▶ **PAGE**
_ _ _

Friday, October 27, 2017

Labour & Pop Culture: Working on the highway

This week’s installment of Labour & Pop Culture is “Working on the Highway” by Bruce Springsteen. Originally entitled “Child bride”, the song chronicles the story of a unionized highway worker who… well, turns out to be a pedophile. It is slightly less creepy than that (the technical term is child marriage) but that is basically the gist.

The interesting "work" aspect of the song is that, after going to jail, the worker ends up doing highway work for the warden. Prison labour is a growing phenomenon is the United States. It follows a long tradition of prison operators seeking to recoup the costs of incarceration by leasing prisoners to private companies. You can read a brief synopsis here. If you have ever bought a paint brush, you've likely bought the work of a prisoner.

Often this work is framed as rehabilitative (e.g., teaching skills). In practice, the work prisoners do is rarely skilled. What it does is tire out prisoners and give them some pocket money (usually a pittance) thus making them more manageable. The profits of their labour go to the corporations that operate the jails.

_ _ _

▶ **LISTING**
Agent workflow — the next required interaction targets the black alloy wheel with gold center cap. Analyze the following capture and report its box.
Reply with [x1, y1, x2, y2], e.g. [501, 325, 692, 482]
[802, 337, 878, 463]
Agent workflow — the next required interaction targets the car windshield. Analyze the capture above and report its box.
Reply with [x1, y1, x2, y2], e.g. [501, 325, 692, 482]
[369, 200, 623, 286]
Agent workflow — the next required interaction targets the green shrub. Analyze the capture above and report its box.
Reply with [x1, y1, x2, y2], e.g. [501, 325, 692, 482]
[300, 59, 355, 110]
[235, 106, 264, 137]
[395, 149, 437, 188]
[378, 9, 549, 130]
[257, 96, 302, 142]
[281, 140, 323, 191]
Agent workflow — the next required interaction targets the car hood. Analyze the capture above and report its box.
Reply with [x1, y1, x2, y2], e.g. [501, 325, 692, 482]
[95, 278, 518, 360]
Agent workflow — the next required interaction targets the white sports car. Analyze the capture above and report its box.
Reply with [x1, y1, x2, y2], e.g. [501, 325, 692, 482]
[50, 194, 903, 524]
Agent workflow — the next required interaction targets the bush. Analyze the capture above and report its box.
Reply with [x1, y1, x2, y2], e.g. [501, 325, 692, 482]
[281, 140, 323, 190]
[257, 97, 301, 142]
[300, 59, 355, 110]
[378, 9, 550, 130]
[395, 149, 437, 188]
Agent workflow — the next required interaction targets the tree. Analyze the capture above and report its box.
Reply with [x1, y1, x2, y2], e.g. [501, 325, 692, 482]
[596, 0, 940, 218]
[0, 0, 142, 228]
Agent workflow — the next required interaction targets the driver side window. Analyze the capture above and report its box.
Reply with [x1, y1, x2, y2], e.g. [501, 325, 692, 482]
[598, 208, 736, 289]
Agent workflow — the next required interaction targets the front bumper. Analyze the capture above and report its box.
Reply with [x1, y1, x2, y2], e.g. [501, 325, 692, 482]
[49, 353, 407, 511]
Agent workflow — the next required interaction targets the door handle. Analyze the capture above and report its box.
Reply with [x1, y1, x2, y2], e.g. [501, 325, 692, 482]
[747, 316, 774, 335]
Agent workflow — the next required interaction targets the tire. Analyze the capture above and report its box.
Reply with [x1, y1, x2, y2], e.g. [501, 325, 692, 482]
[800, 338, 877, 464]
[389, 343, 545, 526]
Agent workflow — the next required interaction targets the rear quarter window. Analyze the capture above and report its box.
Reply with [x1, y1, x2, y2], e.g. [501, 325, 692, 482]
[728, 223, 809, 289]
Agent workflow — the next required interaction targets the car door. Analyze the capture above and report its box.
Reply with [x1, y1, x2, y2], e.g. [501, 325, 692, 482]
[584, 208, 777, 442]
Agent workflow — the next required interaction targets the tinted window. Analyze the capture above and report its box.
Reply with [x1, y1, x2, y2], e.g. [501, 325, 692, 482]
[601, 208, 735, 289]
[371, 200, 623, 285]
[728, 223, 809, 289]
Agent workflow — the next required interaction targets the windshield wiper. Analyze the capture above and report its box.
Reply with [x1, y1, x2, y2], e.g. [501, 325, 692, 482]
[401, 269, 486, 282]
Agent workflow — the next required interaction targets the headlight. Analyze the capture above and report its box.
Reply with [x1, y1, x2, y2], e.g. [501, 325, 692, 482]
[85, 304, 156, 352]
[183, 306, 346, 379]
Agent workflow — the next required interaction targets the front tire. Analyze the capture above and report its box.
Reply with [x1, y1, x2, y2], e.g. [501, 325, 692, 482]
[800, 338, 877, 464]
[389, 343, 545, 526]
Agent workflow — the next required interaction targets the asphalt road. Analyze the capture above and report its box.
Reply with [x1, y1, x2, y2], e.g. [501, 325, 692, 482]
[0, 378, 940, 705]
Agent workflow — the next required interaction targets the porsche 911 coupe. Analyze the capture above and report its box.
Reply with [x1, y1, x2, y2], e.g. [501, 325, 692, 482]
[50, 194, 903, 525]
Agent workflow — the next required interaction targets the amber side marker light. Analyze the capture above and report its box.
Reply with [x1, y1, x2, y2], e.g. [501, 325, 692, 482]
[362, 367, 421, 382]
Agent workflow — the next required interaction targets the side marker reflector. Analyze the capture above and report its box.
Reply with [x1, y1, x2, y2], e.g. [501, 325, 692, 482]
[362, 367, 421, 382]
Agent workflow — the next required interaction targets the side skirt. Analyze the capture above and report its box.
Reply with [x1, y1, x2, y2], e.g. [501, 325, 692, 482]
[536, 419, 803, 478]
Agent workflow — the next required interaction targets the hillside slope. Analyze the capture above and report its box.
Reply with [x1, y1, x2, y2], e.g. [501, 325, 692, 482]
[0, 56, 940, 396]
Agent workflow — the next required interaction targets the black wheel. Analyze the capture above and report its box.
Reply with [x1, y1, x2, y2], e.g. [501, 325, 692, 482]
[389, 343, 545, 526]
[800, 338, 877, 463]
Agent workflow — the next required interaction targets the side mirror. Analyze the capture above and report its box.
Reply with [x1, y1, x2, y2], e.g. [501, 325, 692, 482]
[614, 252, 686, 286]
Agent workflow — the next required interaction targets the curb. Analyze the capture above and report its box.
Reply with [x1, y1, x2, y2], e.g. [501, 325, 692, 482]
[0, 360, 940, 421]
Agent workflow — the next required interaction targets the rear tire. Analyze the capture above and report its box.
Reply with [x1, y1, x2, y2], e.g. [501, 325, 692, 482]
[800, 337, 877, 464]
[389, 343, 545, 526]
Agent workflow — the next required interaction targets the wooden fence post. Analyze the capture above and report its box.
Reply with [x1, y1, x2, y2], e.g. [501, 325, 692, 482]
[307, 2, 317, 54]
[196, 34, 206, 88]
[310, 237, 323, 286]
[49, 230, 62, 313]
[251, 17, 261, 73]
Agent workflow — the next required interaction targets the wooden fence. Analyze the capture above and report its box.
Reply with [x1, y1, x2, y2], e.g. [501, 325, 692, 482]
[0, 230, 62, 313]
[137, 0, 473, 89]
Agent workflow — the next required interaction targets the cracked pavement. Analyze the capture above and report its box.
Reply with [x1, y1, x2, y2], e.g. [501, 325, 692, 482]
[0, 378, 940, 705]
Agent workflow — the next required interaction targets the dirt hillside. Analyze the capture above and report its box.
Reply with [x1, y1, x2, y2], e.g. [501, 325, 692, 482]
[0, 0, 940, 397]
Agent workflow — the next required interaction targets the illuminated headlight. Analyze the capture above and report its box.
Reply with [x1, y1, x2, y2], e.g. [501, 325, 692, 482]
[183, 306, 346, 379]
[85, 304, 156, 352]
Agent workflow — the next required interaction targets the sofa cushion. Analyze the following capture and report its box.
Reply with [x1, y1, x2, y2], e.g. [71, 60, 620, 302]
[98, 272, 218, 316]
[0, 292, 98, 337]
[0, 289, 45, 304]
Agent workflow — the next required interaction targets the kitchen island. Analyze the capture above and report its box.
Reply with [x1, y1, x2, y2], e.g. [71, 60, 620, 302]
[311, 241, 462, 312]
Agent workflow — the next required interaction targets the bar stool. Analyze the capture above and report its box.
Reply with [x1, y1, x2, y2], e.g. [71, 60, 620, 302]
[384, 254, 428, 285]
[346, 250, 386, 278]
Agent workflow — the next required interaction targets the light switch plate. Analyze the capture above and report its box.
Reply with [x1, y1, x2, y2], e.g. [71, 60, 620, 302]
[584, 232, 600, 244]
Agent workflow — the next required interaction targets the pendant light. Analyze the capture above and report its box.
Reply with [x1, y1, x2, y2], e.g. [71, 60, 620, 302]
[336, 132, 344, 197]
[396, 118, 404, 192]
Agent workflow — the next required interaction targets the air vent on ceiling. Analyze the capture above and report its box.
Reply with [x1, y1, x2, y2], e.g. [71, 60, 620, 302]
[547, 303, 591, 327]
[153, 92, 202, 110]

_ _ _

▶ **SET EXERCISE 1**
Copy the stretch of the Labour & Pop Culture post from "Labour & Pop Culture: Working" through "of a prisoner." word for word.
▶ **SET EXERCISE 2**
Using the Labour & Pop Culture post, answer each question:
(a) What was the song originally titled?
(b) For whom does the worker do highway work after going to jail?
(c) Who receives the profits of prisoners' labour?
▶ **SET EXERCISE 3**
Write what comes next in the Labour & Pop Culture post, picking up after its final sentence.

▶ **FINAL ANSWER 1**
Labour & Pop Culture: Working on the highway

This week’s installment of Labour & Pop Culture is “Working on the Highway” by Bruce Springsteen. Originally entitled “Child bride”, the song chronicles the story of a unionized highway worker who… well, turns out to be a pedophile. It is slightly less creepy than that (the technical term is child marriage) but that is basically the gist.

The interesting "work" aspect of the song is that, after going to jail, the worker ends up doing highway work for the warden. Prison labour is a growing phenomenon is the United States. It follows a long tradition of prison operators seeking to recoup the costs of incarceration by leasing prisoners to private companies. You can read a brief synopsis here. If you have ever bought a paint brush, you've likely bought the work of a prisoner.

▶ **FINAL ANSWER 2**
(a) "Child bride"
(b) The warden
(c) The corporations that operate the jails

▶ **FINAL ANSWER 3**
These corporations have, in turn, struck deals with several states for a continuous supply of labour (regardless of the level of crime). This incentivizes incarceration and helps explain why America has 2 million prisoners (often members of visible minorities)

Friday nights pay night guys fresh out of work
Talking about the weekend scrubbing off the dirt
Some heading home to their families some looking to get hurt
Some going down to stovell wearing trouble on their shirts

I work for the county out on 95
All day I hold a red flag and watch the traffic pass me by
In my head I keep a picture of a pretty little miss
Someday mister I’m gonna lead a better life than this

Working on the highway laying down the blacktop
Working on the highway all day long I don't stop
Working on the highway blasting through the bedrock
Working on the highway, working on the highway

I met her at a dance down at the union hall
She was standing with her brothers back up against the wall
Sometimes we’d go walking down the union tracks
One day I looked straight at her and she looked straight back

Working on the highway...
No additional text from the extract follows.